— BEGIN TEXT TO READ —
# What's For Dinner (Thanksgiving Edition)



## Maren Bell Jones (Jun 7, 2006)

What's everyone making for Thanksgiving? 

I may try to raise a few turkeys depending on the size of the property we buy when we move, so I ordered a blue slate heritage turkey from a local producer. The freshly processed bird will be ready for pick up early next week before Thanksgiving to see if it'll be a worthwhile endeavor as chickens are easier and faster to the plate. Anyone that's cooked a heritage bird before got any good tips (besides don't overcook it)?

I also need to make homemade butter for cooking the bird, but the in-laws will be doing the rest of the cooking. They whip the potatoes. *thumbs down* Oh well... ;-)


----------



## Chris Michalek (Feb 13, 2008)

we're having chicken. I have five chickens in the backyard. They are all about the same age but this one has never laid an egg. She not putting out so I'm gonna munch her ass next week.

I'll prolly make some beans and cornbread too.


----------



## Carol Boche (May 13, 2007)

I am the Thanksgiving Chef this year. 

2 Turkeys (1 roasted, 1 deep fried)
1 Ham (brushed with maple syrup)
Sweet Potatoes (chunked, boiled til just done, and then drizzled with brown sugar and butter and carmelized in the oven)

Mashed and Gravy
Stuffing Casserole
Homemade Cranberry Salad
Green Bean Casserole 
Corn
Brussel Sprouts

Pumpkin Pies (2) from scratch
Apple Pies (2) from scratch

Some are bringing other desserts and salads, but that is what I am cooking up for 29 people. 
And, we are utilizing the school to host it. LOL


----------



## Mike Scheiber (Feb 17, 2008)

My son and daughter in law are hosting this year its going to be "the best of"the family's offerings/potluck.
They are making the turkey and potatoes and gravy the rest of us are bringing what we do best.
My daughter and son in law are bringing pie my daughter has always been a excellent baker/cook and has gone to some cooking/baking classes so it will be interesting to see if the bar has been raised on pies my mom has great game when it comes to pie homemade lard crust the hole shebang I'm EXITED FOR PIE!!!
Were in for the squash and slaw my Mom & Dad are bringing stuffing, biscuits, spreads, scalloped corn and cranberries. My Brother a bachelor olives, nuts and snacks, my sister brother in law and 2 nephews are coming in from Chicago not sure what they are bringing what ever it is it will be good only purchased.


----------



## Harry Keely (Aug 26, 2009)
— END TEXT TO READ —
— BEGIN DATASET ENTRIES —
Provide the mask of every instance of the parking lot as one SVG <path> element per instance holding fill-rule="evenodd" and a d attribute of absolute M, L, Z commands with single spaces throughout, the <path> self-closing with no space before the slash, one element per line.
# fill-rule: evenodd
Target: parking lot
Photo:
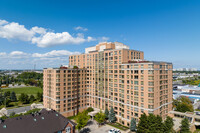
<path fill-rule="evenodd" d="M 108 133 L 110 129 L 113 129 L 114 127 L 110 125 L 103 125 L 101 127 L 98 127 L 96 121 L 89 121 L 88 125 L 82 129 L 80 133 Z M 116 129 L 116 128 L 114 128 Z M 120 130 L 121 133 L 127 133 L 128 131 L 122 131 Z"/>

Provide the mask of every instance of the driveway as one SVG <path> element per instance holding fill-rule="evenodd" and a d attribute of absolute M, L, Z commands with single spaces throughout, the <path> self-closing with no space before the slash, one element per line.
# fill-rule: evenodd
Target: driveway
<path fill-rule="evenodd" d="M 82 129 L 80 133 L 108 133 L 108 131 L 113 128 L 114 127 L 110 125 L 103 125 L 101 127 L 98 127 L 97 122 L 95 120 L 89 120 L 87 126 L 84 129 Z M 121 133 L 126 132 L 121 130 Z"/>

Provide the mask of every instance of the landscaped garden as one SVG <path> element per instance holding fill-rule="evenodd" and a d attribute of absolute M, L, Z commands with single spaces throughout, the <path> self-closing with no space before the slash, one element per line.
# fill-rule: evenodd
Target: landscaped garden
<path fill-rule="evenodd" d="M 42 100 L 42 89 L 39 87 L 9 88 L 0 91 L 0 109 L 29 106 Z"/>

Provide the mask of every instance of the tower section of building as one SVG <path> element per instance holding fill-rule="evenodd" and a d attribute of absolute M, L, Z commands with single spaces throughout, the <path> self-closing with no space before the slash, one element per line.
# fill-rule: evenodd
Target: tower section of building
<path fill-rule="evenodd" d="M 47 68 L 43 70 L 43 104 L 64 116 L 87 108 L 86 69 Z"/>

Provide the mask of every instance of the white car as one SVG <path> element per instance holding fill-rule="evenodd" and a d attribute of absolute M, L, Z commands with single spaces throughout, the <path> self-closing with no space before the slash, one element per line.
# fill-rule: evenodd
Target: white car
<path fill-rule="evenodd" d="M 115 129 L 110 129 L 109 131 L 108 131 L 108 133 L 115 133 Z"/>

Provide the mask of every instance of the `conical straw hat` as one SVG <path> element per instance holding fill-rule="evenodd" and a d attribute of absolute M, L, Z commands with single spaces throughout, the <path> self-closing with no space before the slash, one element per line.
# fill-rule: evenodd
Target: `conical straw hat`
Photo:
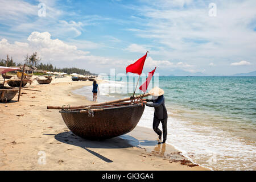
<path fill-rule="evenodd" d="M 163 89 L 161 89 L 159 87 L 155 87 L 153 89 L 152 89 L 148 93 L 153 96 L 160 96 L 162 95 L 163 95 L 164 93 L 164 92 Z"/>

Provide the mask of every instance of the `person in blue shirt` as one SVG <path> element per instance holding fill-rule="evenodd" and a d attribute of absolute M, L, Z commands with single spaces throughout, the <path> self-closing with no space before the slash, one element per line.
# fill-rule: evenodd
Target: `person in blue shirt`
<path fill-rule="evenodd" d="M 167 120 L 168 114 L 166 107 L 164 105 L 164 97 L 163 96 L 164 90 L 155 87 L 151 90 L 148 93 L 153 96 L 152 100 L 143 100 L 145 105 L 149 107 L 155 107 L 155 113 L 154 114 L 153 120 L 153 129 L 154 131 L 158 135 L 159 140 L 162 139 L 162 134 L 163 139 L 163 143 L 166 143 L 167 137 Z M 148 104 L 148 102 L 151 102 L 152 104 Z M 158 128 L 160 122 L 162 123 L 163 126 L 163 132 Z"/>
<path fill-rule="evenodd" d="M 96 80 L 93 80 L 93 101 L 97 101 L 97 94 L 98 93 L 98 93 L 100 93 L 100 89 L 98 88 L 98 85 L 97 84 Z"/>

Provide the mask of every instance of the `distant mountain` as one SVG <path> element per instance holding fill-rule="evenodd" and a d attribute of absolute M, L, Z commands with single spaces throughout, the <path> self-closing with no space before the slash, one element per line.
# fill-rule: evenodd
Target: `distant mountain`
<path fill-rule="evenodd" d="M 238 73 L 231 75 L 232 76 L 256 76 L 256 71 L 247 73 Z"/>

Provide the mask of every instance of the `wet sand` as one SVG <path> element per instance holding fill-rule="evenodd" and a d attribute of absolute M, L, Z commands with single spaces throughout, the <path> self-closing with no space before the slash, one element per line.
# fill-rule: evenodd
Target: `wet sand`
<path fill-rule="evenodd" d="M 152 130 L 137 126 L 119 137 L 91 141 L 72 134 L 58 110 L 47 110 L 92 103 L 92 94 L 88 100 L 71 92 L 91 84 L 69 77 L 49 85 L 34 80 L 27 87 L 42 92 L 22 90 L 20 102 L 16 95 L 0 104 L 0 170 L 208 170 L 172 146 L 158 144 Z"/>

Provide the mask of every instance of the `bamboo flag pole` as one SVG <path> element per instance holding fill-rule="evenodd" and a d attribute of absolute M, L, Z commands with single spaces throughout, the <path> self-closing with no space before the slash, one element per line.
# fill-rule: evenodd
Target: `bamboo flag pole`
<path fill-rule="evenodd" d="M 8 66 L 8 60 L 9 59 L 9 55 L 7 55 L 7 59 L 6 60 L 6 67 Z M 3 86 L 5 86 L 5 77 L 6 76 L 6 73 L 5 74 L 5 77 L 3 78 Z"/>
<path fill-rule="evenodd" d="M 18 102 L 19 101 L 19 97 L 20 97 L 20 90 L 21 90 L 21 87 L 22 86 L 22 84 L 23 84 L 23 75 L 24 75 L 24 71 L 25 71 L 25 65 L 26 65 L 26 64 L 24 64 L 23 69 L 22 70 L 22 78 L 21 78 L 21 80 L 20 80 L 20 84 L 19 84 L 19 96 L 18 96 Z"/>
<path fill-rule="evenodd" d="M 149 52 L 149 51 L 147 51 L 147 54 L 148 52 Z M 146 61 L 146 60 L 145 60 L 145 61 Z M 143 68 L 142 68 L 142 73 L 143 70 Z M 141 74 L 139 75 L 139 79 L 138 79 L 137 84 L 136 85 L 136 88 L 135 88 L 135 90 L 134 90 L 134 92 L 133 92 L 133 97 L 134 96 L 135 92 L 135 91 L 136 91 L 136 89 L 137 89 L 138 84 L 139 83 L 139 78 L 141 78 Z"/>
<path fill-rule="evenodd" d="M 148 96 L 150 94 L 149 93 L 146 93 L 144 94 L 144 97 Z M 142 96 L 141 95 L 136 96 L 134 98 L 140 98 Z M 105 105 L 108 104 L 113 104 L 113 103 L 118 103 L 124 101 L 130 101 L 131 100 L 131 97 L 127 97 L 122 99 L 119 99 L 117 100 L 114 100 L 112 101 L 109 101 L 106 102 L 102 102 L 102 103 L 97 103 L 92 105 L 81 105 L 81 106 L 70 106 L 70 107 L 63 107 L 63 106 L 47 106 L 47 109 L 82 109 L 86 107 L 89 106 L 102 106 L 102 105 Z"/>
<path fill-rule="evenodd" d="M 135 90 L 134 90 L 134 92 L 133 93 L 133 97 L 134 96 L 135 92 L 135 91 L 136 91 L 136 89 L 137 89 L 138 84 L 139 83 L 139 78 L 140 78 L 140 77 L 141 77 L 141 75 L 140 75 L 139 76 L 139 79 L 138 79 L 137 84 L 136 85 L 136 87 L 135 87 Z"/>

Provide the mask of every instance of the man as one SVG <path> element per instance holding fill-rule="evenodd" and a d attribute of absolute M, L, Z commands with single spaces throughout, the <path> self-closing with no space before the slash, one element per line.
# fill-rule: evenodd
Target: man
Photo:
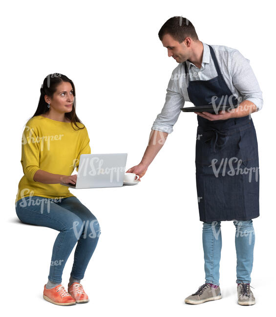
<path fill-rule="evenodd" d="M 249 64 L 236 49 L 200 41 L 192 23 L 182 17 L 170 19 L 158 36 L 168 56 L 179 63 L 173 70 L 166 102 L 151 127 L 141 162 L 127 172 L 140 178 L 163 146 L 185 101 L 196 106 L 212 105 L 215 113 L 196 112 L 196 187 L 205 282 L 185 299 L 200 304 L 221 298 L 219 261 L 220 222 L 236 227 L 238 302 L 253 305 L 250 289 L 255 233 L 252 218 L 259 216 L 258 154 L 250 114 L 262 107 L 262 92 Z M 221 105 L 230 110 L 215 112 Z M 225 109 L 226 108 L 225 108 Z"/>

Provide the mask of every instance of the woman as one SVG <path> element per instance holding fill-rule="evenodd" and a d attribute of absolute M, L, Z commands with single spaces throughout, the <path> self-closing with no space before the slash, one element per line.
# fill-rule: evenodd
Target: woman
<path fill-rule="evenodd" d="M 75 184 L 82 154 L 90 154 L 87 130 L 76 114 L 73 81 L 61 74 L 44 79 L 37 110 L 22 138 L 21 178 L 16 200 L 19 219 L 60 231 L 54 244 L 43 298 L 57 305 L 87 302 L 81 279 L 97 246 L 95 216 L 60 183 Z M 65 264 L 77 242 L 68 293 L 61 284 Z"/>

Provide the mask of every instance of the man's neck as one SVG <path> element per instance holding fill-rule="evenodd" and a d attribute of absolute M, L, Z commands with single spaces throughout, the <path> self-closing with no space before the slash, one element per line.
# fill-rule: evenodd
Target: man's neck
<path fill-rule="evenodd" d="M 196 43 L 196 42 L 195 42 Z M 203 44 L 201 41 L 198 41 L 198 43 L 196 43 L 194 45 L 194 49 L 191 56 L 188 60 L 192 63 L 197 67 L 200 69 L 201 68 L 201 63 L 202 63 L 202 59 L 203 58 Z"/>

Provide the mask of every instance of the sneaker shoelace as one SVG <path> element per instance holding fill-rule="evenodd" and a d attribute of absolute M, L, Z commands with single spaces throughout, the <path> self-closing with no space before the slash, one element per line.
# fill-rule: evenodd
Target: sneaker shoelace
<path fill-rule="evenodd" d="M 81 284 L 74 284 L 73 288 L 76 294 L 84 294 L 85 291 Z"/>
<path fill-rule="evenodd" d="M 240 292 L 242 295 L 245 295 L 248 297 L 250 297 L 250 287 L 254 288 L 252 286 L 248 284 L 245 284 L 244 283 L 241 283 L 241 288 L 240 289 Z"/>
<path fill-rule="evenodd" d="M 206 287 L 207 286 L 210 286 L 210 285 L 209 284 L 204 284 L 203 285 L 201 285 L 200 287 L 196 291 L 195 293 L 194 293 L 193 294 L 192 294 L 192 296 L 193 295 L 198 295 L 198 296 L 200 296 L 202 294 L 202 293 L 203 291 L 206 289 Z"/>
<path fill-rule="evenodd" d="M 71 295 L 66 291 L 65 288 L 63 285 L 58 287 L 56 292 L 57 292 L 62 297 L 64 297 L 64 296 L 71 296 Z"/>

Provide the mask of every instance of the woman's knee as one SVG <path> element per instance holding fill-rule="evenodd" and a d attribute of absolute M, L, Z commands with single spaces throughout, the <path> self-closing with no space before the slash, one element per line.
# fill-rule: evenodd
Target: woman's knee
— END DATASET ENTRIES —
→ **CHALLENGE**:
Can you reproduce the Thanksgiving dinner thread word for word between "Sweet Potatoes (chunked, boiled" and "for 29 people.", inclusive?

→ **WRITTEN ANSWER**:
Sweet Potatoes (chunked, boiled til just done, and then drizzled with brown sugar and butter and carmelized in the oven)

Mashed and Gravy
Stuffing Casserole
Homemade Cranberry Salad
Green Bean Casserole 
Corn
Brussel Sprouts

Pumpkin Pies (2) from scratch
Apple Pies (2) from scratch

Some are bringing other desserts and salads, but that is what I am cooking up for 29 people.